- [Material shown]
· · ·

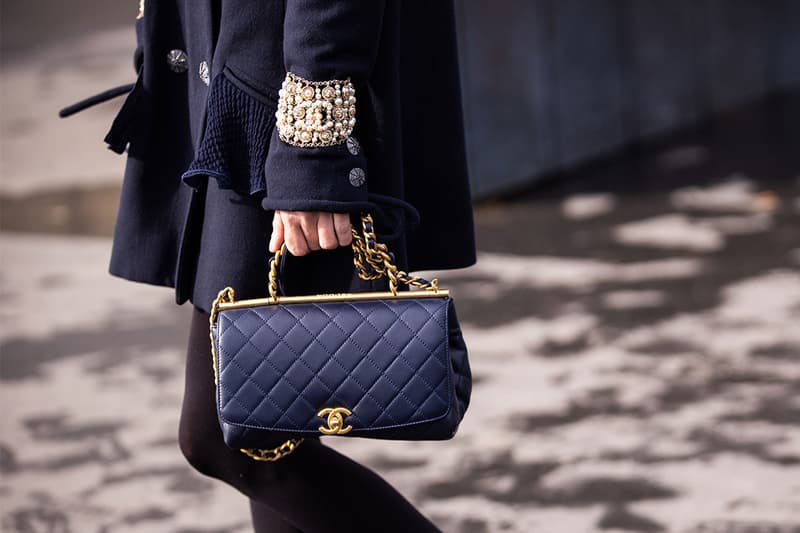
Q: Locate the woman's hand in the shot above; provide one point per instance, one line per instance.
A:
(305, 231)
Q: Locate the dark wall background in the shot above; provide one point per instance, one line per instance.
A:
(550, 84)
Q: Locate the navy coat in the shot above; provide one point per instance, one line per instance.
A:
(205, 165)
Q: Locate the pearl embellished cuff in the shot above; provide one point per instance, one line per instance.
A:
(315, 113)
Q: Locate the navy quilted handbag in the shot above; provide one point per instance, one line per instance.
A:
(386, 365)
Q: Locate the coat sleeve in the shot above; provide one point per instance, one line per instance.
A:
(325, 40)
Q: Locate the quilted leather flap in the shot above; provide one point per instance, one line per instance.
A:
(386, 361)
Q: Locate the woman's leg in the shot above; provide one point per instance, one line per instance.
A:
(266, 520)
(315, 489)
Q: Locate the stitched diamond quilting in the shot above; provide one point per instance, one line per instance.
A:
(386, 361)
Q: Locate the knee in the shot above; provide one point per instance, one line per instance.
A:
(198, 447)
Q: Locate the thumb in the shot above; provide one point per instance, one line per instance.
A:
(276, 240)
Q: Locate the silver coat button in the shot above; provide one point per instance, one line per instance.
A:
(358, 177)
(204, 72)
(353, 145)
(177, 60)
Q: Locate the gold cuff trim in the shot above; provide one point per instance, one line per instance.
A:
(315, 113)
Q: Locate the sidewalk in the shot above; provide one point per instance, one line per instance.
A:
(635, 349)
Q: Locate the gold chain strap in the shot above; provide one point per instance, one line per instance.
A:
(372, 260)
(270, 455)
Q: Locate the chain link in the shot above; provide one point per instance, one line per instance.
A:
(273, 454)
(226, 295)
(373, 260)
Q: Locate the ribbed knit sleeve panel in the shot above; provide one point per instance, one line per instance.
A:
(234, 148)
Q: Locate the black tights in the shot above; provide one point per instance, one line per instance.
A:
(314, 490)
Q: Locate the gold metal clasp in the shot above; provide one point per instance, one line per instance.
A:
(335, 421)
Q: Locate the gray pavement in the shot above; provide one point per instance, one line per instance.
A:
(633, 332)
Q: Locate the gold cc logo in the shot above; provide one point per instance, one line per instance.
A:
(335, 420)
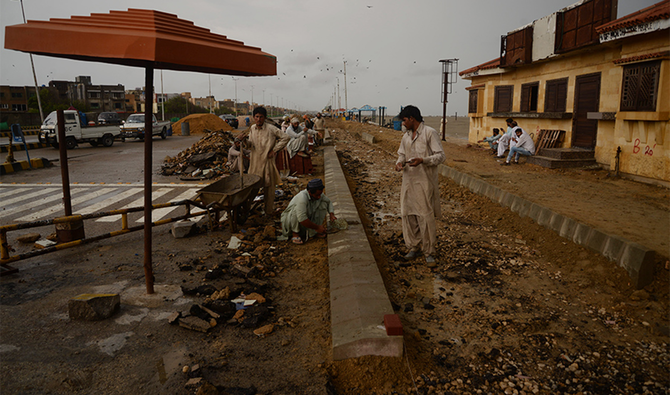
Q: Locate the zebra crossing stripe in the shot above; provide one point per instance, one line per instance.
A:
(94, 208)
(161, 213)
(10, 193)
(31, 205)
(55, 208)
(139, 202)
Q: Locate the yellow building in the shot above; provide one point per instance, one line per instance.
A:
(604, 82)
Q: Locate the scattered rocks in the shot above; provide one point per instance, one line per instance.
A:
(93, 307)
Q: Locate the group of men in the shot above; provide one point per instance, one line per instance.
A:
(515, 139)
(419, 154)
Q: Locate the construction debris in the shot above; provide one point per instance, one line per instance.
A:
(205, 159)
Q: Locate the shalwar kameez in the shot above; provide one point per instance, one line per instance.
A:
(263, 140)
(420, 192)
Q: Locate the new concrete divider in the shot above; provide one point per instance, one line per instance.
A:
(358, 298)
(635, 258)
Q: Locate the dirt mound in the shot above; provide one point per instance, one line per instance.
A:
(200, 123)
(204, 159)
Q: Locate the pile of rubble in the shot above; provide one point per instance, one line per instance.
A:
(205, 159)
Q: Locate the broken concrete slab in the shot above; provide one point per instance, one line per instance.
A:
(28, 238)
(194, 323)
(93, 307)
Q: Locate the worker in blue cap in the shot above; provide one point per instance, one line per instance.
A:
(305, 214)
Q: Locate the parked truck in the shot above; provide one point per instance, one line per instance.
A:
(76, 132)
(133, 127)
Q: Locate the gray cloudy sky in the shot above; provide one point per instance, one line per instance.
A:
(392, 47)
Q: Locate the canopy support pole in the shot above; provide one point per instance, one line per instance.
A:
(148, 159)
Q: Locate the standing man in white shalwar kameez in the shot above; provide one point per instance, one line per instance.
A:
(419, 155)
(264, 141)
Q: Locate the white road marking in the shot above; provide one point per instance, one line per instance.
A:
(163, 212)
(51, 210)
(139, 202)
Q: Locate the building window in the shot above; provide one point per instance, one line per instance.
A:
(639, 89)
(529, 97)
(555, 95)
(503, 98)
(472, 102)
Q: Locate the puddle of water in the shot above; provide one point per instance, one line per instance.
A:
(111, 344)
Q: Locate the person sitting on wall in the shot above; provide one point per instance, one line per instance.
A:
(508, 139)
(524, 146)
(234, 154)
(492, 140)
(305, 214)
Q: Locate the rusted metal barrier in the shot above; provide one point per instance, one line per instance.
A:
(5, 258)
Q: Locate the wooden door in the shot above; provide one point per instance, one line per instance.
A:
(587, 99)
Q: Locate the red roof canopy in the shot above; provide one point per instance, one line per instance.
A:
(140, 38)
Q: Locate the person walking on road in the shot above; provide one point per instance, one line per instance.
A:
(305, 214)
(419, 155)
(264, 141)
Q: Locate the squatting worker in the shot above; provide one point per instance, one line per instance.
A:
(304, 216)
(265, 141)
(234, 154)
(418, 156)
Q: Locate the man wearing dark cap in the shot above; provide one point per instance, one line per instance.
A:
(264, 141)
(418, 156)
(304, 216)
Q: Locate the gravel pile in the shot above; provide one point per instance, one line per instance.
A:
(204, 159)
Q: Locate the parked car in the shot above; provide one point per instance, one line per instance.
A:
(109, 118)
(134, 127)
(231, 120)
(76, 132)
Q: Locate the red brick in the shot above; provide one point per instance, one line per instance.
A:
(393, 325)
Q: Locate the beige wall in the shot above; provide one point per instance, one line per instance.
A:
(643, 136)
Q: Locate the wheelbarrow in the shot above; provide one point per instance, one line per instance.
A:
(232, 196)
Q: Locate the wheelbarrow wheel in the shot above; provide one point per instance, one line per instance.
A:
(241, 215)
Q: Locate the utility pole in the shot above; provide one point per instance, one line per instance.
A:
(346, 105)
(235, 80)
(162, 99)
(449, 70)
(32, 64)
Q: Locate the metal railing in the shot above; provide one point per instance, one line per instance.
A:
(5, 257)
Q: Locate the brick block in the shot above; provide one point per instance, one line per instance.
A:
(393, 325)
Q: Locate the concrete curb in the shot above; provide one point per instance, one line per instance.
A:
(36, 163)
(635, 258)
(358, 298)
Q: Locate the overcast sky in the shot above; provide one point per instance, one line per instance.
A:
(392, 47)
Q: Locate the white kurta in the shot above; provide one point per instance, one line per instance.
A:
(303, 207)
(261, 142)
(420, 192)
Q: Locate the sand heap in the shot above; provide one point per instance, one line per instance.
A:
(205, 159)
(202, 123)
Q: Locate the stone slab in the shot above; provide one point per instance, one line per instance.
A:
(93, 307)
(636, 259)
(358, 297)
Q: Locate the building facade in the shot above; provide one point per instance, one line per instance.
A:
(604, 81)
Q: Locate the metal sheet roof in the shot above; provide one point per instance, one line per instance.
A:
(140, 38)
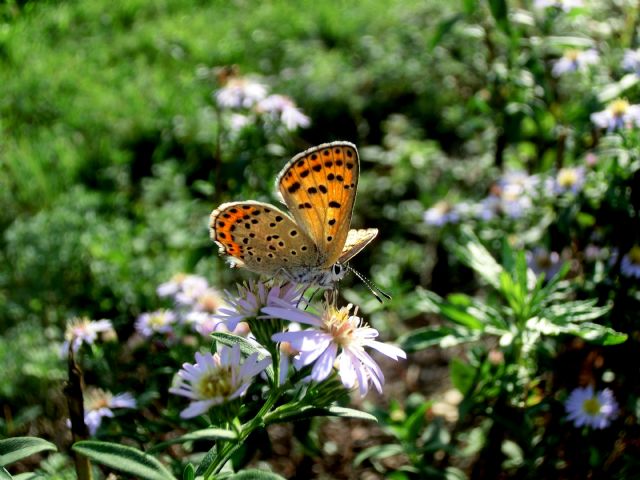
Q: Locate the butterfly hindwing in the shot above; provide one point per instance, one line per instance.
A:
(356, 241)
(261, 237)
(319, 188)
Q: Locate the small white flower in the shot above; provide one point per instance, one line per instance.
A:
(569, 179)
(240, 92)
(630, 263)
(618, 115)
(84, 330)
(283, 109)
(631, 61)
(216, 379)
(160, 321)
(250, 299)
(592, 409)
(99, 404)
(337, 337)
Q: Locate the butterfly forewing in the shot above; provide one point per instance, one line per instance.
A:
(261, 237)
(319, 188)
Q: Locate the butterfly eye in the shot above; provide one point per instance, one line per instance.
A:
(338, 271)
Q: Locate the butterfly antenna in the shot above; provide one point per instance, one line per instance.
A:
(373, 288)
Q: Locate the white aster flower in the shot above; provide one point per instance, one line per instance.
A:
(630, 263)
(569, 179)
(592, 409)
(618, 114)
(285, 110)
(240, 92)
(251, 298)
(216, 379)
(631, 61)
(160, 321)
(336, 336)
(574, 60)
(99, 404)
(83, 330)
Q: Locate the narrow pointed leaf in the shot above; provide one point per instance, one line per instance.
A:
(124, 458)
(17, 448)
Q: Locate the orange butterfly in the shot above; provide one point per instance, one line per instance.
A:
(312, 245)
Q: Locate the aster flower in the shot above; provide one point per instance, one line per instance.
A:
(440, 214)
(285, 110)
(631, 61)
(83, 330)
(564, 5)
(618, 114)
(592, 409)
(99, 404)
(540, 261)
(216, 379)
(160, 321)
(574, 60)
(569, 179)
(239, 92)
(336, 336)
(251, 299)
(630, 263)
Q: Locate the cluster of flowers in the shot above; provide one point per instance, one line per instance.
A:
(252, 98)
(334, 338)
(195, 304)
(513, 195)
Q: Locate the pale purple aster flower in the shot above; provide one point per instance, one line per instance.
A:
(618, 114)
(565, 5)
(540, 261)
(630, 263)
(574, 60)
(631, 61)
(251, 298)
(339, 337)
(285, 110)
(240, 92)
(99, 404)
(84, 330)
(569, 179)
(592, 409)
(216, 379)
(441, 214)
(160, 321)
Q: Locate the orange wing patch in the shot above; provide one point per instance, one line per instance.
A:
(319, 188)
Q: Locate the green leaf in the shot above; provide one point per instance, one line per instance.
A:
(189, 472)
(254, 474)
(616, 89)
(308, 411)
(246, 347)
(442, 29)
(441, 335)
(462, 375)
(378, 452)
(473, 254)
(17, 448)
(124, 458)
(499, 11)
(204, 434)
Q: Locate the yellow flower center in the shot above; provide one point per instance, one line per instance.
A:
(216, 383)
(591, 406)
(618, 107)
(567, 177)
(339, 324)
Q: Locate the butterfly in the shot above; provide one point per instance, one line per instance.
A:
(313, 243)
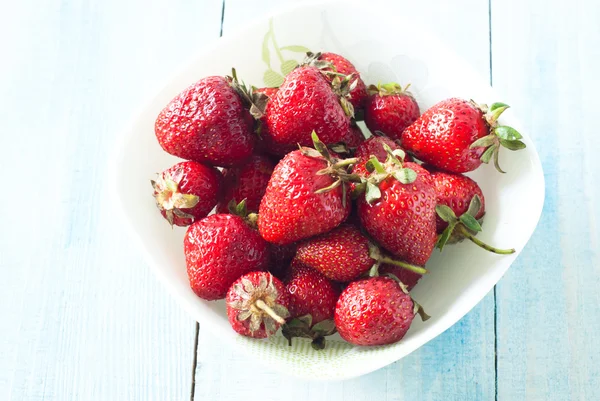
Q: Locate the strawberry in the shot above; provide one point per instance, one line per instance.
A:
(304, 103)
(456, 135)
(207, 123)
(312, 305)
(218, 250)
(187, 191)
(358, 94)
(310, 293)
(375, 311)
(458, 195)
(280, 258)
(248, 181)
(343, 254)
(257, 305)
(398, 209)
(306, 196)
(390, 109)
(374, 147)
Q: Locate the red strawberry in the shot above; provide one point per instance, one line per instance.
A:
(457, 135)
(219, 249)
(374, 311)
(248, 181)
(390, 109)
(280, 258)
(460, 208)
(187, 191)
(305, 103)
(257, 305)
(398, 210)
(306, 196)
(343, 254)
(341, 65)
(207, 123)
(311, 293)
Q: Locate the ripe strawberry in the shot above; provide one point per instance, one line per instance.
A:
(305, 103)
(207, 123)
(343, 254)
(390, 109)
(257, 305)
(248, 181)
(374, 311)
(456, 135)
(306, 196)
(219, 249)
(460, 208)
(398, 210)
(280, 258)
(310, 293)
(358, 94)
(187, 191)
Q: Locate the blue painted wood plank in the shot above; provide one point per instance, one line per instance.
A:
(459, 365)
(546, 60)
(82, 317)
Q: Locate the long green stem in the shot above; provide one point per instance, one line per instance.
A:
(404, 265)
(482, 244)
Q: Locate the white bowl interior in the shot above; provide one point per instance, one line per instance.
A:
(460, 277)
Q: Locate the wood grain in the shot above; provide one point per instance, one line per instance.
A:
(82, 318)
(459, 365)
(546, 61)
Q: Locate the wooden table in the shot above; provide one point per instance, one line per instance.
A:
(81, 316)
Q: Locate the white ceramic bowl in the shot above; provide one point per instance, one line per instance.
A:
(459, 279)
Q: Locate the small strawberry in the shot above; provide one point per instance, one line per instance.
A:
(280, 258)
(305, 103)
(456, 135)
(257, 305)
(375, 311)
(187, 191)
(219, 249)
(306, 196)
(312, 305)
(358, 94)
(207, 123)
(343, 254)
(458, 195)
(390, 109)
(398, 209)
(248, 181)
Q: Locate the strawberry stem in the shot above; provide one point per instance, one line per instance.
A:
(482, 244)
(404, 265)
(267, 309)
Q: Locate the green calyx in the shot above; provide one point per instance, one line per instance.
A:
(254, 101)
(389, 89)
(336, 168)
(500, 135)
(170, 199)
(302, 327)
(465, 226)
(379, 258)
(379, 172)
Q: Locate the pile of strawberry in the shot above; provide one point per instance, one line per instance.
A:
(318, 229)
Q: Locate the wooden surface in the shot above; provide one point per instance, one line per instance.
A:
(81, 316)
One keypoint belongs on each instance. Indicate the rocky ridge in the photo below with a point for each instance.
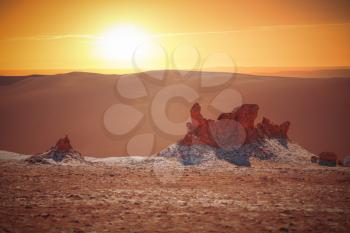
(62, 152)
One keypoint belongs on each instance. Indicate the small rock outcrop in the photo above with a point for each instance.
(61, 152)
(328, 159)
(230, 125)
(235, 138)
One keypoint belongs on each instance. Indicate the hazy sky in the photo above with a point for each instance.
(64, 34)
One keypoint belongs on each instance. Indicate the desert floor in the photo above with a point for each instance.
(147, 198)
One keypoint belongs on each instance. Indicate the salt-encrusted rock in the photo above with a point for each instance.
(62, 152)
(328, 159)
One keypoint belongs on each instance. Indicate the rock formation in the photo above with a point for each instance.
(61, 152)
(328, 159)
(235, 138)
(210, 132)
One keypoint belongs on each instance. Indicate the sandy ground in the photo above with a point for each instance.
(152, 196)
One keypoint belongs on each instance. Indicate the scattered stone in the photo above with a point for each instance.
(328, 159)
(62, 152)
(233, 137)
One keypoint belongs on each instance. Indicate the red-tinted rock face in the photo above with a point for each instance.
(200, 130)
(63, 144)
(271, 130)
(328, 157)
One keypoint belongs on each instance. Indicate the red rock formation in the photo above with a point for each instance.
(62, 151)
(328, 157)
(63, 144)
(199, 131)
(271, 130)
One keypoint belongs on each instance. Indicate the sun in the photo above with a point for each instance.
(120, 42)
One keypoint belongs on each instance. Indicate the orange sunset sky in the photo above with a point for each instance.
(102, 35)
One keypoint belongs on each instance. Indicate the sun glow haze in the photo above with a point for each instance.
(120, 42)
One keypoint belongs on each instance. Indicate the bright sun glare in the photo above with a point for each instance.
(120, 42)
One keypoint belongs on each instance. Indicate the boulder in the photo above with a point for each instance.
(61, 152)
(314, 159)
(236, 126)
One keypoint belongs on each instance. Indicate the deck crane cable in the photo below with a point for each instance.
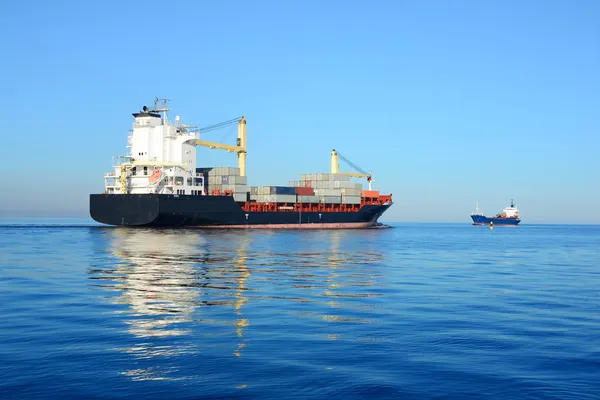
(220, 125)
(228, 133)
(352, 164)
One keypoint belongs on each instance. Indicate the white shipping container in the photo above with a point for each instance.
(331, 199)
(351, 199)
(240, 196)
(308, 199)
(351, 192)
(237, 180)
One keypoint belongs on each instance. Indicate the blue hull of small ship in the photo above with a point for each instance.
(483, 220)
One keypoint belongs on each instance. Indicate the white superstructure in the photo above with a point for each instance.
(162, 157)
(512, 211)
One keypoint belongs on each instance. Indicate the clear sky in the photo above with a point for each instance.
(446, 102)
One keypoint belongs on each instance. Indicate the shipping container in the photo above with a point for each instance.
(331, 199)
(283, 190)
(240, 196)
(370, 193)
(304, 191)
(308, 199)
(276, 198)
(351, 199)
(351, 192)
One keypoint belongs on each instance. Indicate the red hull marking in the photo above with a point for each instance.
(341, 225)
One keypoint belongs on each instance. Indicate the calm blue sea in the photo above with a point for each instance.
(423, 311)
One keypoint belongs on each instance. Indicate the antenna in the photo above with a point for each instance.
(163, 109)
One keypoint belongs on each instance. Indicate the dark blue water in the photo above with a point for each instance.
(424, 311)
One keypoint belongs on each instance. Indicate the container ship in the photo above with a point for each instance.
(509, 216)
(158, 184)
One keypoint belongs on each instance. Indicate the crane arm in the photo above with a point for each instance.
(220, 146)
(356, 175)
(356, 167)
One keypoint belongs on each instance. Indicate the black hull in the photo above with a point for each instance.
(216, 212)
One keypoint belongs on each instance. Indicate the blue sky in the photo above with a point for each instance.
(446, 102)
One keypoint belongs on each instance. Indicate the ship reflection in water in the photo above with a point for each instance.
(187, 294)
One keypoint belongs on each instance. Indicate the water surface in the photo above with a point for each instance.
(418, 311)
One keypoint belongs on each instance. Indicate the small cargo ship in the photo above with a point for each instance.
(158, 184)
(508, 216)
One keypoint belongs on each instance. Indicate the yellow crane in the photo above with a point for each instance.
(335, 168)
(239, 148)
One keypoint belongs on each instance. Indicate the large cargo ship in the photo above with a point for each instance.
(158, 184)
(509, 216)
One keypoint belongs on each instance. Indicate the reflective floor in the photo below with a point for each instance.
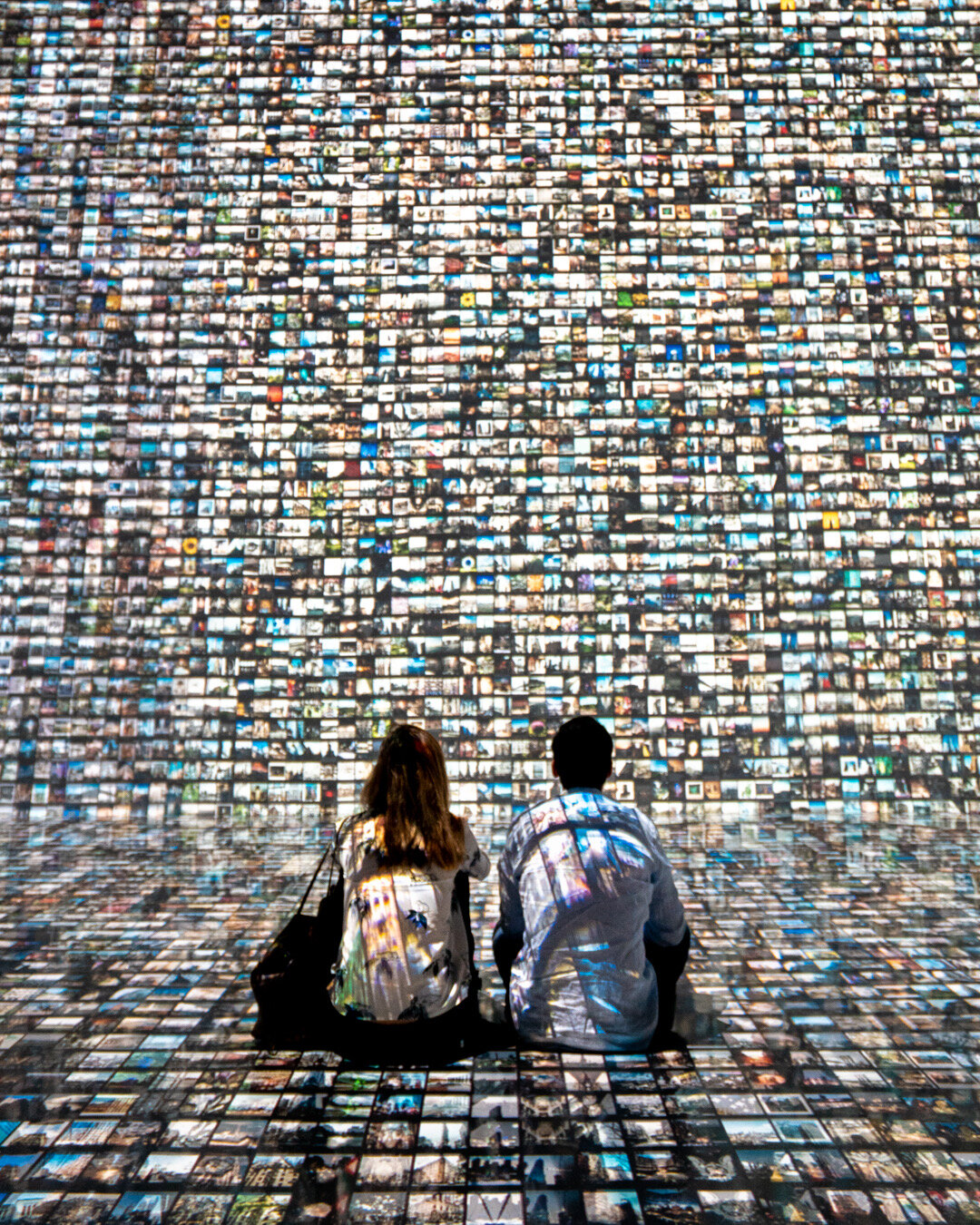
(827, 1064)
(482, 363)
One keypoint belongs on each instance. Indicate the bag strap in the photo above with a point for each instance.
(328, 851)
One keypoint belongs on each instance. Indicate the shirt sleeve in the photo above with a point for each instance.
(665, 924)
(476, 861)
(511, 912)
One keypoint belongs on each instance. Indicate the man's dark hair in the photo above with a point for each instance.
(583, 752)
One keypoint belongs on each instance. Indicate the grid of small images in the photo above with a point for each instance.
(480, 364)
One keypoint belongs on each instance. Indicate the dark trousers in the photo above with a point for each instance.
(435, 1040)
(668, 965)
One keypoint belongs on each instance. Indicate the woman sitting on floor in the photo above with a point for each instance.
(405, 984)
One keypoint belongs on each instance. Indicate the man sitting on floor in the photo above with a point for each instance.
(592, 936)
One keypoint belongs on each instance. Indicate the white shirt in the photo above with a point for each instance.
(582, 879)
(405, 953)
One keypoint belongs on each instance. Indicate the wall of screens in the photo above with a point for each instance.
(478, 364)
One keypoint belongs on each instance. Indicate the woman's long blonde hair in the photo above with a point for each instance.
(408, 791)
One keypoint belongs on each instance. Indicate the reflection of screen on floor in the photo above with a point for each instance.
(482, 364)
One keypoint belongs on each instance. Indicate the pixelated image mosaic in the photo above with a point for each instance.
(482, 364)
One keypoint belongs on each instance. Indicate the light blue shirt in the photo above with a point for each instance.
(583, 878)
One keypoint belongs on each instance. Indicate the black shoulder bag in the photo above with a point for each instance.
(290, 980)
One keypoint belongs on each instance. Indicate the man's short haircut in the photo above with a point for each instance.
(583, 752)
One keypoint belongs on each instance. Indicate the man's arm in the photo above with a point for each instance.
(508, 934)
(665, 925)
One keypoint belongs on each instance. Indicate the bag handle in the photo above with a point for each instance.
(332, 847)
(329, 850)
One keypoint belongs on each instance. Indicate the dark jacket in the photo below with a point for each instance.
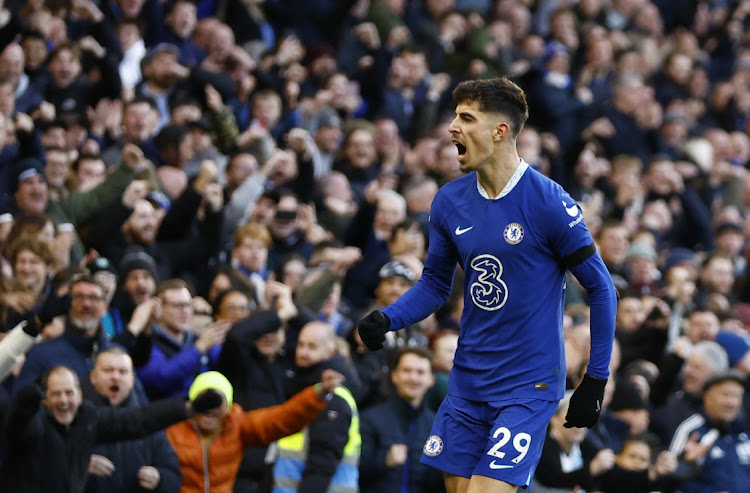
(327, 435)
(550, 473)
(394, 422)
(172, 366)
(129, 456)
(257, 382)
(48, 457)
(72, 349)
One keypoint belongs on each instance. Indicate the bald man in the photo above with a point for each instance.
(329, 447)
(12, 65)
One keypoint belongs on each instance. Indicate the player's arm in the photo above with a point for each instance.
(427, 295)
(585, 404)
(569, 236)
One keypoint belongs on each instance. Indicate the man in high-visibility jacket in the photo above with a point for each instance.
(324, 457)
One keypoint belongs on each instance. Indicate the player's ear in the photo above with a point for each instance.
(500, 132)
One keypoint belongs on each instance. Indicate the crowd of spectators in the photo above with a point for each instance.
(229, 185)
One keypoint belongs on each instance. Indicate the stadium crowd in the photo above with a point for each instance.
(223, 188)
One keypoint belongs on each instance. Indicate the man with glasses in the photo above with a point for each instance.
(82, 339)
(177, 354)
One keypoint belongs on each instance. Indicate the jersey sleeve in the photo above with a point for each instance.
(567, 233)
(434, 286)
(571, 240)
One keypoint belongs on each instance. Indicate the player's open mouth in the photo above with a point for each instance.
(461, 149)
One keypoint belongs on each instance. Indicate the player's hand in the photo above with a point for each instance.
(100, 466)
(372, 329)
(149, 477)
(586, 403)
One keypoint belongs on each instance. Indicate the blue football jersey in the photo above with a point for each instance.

· · ·

- [Task prompt] For each line of the listing that holds the word "gray", show that line.

- [Output below]
Q: Locate the gray pavement in the shot above; provide one point per instance, one line per instance.
Q: Locate the gray cloudy sky in the shot above; provide one point per instance, one line per instance.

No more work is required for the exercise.